* Requirement:
The answer must consist only of the lines from the line with "Where can you see the blurred green" to the line with "Where can you see the black rubber", both included, exactly as they stand below.

* Material for this task:
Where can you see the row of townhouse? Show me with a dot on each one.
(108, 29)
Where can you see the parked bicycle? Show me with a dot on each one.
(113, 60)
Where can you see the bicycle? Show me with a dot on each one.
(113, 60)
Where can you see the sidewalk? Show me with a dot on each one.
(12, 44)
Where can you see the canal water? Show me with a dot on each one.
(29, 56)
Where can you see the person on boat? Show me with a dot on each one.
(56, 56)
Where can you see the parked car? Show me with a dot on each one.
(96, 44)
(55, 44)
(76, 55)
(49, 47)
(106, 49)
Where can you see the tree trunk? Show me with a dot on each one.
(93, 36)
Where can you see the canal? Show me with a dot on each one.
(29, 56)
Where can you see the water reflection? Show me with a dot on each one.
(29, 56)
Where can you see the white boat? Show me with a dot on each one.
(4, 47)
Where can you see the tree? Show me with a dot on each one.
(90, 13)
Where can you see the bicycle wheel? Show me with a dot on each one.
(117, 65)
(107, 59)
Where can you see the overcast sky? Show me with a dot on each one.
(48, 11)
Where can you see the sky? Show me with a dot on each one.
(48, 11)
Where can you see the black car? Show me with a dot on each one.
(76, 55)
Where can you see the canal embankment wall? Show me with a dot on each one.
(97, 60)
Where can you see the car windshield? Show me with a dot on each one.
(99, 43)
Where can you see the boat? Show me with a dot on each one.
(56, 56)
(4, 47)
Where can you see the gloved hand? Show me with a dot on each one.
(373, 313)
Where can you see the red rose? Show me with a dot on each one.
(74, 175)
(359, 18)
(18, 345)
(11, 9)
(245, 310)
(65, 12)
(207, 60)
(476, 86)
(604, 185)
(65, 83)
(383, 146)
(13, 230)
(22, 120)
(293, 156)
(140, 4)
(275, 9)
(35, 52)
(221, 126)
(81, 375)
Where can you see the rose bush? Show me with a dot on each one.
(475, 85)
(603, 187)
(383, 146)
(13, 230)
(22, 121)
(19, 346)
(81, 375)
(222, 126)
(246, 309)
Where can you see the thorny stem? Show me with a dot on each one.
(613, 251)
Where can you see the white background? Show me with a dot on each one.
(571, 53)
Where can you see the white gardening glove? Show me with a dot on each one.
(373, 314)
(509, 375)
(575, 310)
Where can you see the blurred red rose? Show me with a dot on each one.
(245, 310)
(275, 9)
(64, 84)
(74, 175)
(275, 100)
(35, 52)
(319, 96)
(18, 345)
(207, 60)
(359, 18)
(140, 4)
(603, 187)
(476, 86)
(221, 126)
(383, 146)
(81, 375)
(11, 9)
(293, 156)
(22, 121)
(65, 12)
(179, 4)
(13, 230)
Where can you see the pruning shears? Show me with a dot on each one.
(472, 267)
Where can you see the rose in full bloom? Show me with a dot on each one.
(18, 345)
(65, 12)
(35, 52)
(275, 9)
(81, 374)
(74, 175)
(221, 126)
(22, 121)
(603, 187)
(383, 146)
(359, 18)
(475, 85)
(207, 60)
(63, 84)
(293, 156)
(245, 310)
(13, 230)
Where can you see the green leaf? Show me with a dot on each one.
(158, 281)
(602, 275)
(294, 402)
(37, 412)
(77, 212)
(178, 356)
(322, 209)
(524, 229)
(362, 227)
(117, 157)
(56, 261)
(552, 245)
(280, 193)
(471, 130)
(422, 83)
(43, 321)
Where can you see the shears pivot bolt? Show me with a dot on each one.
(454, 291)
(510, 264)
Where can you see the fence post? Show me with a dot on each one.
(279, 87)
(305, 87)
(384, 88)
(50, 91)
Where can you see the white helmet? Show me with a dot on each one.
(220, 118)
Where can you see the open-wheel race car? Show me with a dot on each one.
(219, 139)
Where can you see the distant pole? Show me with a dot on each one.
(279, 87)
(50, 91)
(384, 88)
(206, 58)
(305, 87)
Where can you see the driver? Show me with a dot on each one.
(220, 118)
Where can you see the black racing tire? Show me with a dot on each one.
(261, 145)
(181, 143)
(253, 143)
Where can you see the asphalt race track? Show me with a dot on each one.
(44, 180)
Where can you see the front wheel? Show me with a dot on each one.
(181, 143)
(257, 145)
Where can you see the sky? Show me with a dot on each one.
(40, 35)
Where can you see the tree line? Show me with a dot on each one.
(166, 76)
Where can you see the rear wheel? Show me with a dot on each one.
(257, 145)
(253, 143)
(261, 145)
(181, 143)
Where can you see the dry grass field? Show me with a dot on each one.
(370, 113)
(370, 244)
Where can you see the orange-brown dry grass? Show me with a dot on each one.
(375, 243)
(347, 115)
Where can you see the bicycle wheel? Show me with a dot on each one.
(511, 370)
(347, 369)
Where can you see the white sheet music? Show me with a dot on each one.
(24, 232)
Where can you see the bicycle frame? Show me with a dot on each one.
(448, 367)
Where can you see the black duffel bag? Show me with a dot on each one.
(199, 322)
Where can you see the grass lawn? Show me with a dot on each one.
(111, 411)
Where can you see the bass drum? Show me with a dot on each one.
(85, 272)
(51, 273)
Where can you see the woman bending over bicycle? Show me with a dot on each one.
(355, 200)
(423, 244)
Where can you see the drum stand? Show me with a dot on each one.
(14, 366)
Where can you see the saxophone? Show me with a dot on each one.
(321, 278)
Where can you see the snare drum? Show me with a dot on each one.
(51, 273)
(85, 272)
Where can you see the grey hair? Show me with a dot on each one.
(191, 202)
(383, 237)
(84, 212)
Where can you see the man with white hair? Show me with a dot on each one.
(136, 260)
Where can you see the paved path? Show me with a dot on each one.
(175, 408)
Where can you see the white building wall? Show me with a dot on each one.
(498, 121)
==
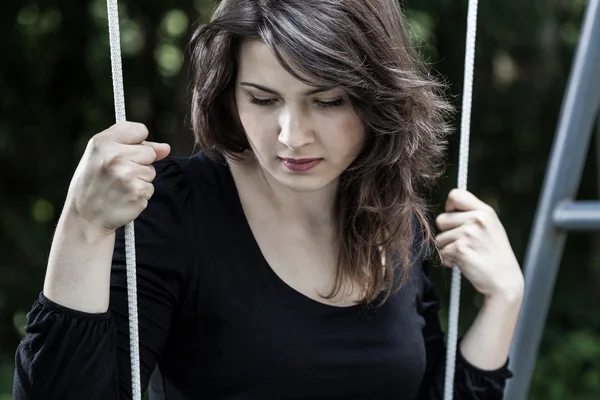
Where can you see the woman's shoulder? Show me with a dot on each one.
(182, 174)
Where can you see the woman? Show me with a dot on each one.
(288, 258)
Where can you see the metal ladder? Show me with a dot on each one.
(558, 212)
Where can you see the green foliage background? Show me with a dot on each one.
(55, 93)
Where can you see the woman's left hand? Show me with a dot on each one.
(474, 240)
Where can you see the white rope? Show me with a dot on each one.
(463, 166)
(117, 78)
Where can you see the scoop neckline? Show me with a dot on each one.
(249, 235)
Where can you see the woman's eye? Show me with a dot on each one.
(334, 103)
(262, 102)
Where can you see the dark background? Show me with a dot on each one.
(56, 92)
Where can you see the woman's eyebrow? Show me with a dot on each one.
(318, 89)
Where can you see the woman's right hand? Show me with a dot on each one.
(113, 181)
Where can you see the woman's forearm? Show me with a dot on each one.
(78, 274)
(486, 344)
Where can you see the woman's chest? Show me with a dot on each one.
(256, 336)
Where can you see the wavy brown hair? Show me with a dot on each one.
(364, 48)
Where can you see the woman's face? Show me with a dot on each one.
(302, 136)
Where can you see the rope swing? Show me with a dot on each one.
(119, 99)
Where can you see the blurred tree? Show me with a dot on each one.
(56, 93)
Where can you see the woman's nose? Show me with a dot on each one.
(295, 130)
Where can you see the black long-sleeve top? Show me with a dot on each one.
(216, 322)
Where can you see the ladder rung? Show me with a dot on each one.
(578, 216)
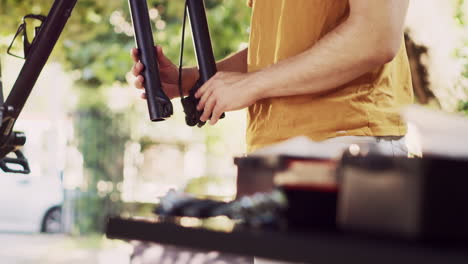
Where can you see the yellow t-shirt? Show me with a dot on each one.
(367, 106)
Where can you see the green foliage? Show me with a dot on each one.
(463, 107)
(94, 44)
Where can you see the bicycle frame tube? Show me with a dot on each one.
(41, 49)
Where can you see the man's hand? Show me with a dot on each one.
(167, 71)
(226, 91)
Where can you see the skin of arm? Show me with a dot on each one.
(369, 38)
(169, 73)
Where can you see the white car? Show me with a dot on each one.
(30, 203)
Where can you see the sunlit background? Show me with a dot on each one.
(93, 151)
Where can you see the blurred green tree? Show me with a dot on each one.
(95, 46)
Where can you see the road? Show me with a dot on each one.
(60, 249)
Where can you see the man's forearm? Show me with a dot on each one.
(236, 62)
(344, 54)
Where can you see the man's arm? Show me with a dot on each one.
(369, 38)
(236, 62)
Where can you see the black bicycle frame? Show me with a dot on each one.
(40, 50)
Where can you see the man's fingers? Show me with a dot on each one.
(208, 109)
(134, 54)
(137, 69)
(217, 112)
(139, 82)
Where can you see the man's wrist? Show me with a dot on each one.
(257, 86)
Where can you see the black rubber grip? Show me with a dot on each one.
...
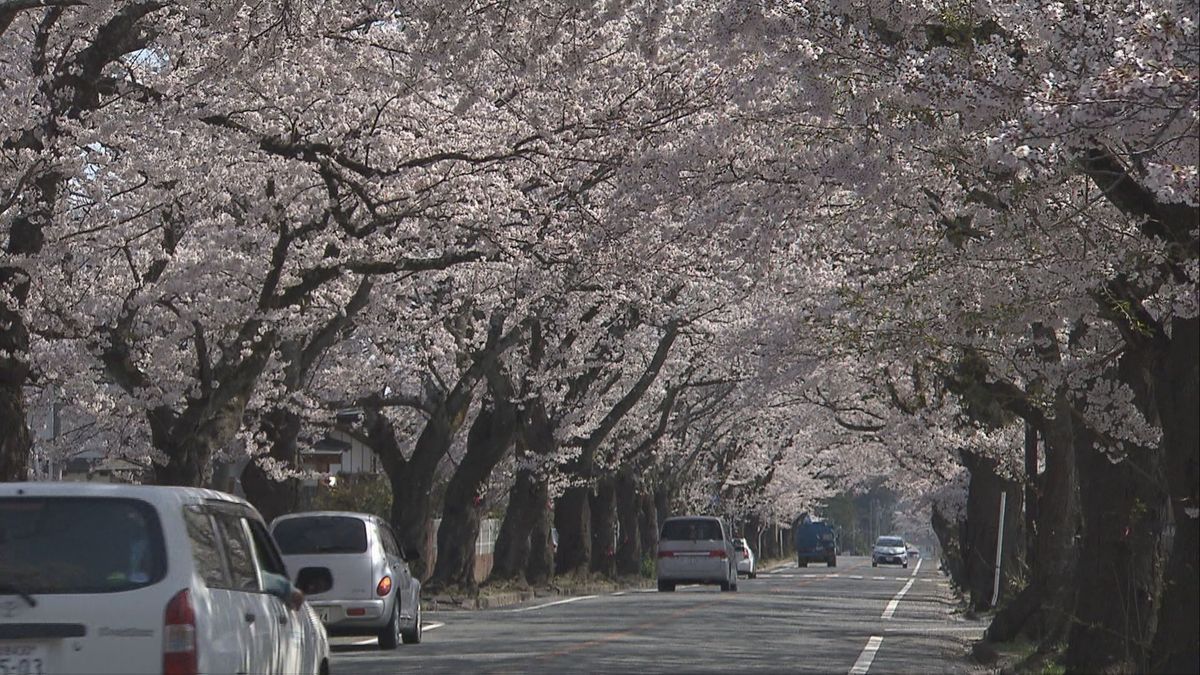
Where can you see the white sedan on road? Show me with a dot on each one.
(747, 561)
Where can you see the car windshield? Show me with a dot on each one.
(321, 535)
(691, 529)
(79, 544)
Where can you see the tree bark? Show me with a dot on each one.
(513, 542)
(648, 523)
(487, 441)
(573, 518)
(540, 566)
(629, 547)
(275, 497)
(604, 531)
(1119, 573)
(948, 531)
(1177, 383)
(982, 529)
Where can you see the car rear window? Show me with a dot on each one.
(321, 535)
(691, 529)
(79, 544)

* Output:
Where can you see the blurred green tree? Show me with a dot on each one.
(95, 46)
Where can you see the road? Show me with a dot on each one.
(60, 249)
Where can you see the man's forearm? Show me with a dot on each one.
(236, 62)
(344, 54)
Where can you see the man's arm? Show me with a dot on each one.
(369, 38)
(236, 62)
Where can you see the black bicycle frame? Show me with a dot on each one.
(40, 50)
Where can you see the man's fingers? Show me with a dot on each one.
(208, 109)
(134, 54)
(137, 69)
(217, 112)
(139, 82)
Where can you see the man's wrist? Show me with a dot on each one.
(257, 86)
Where can you see the black rubber grip? Show me with a dot on each one.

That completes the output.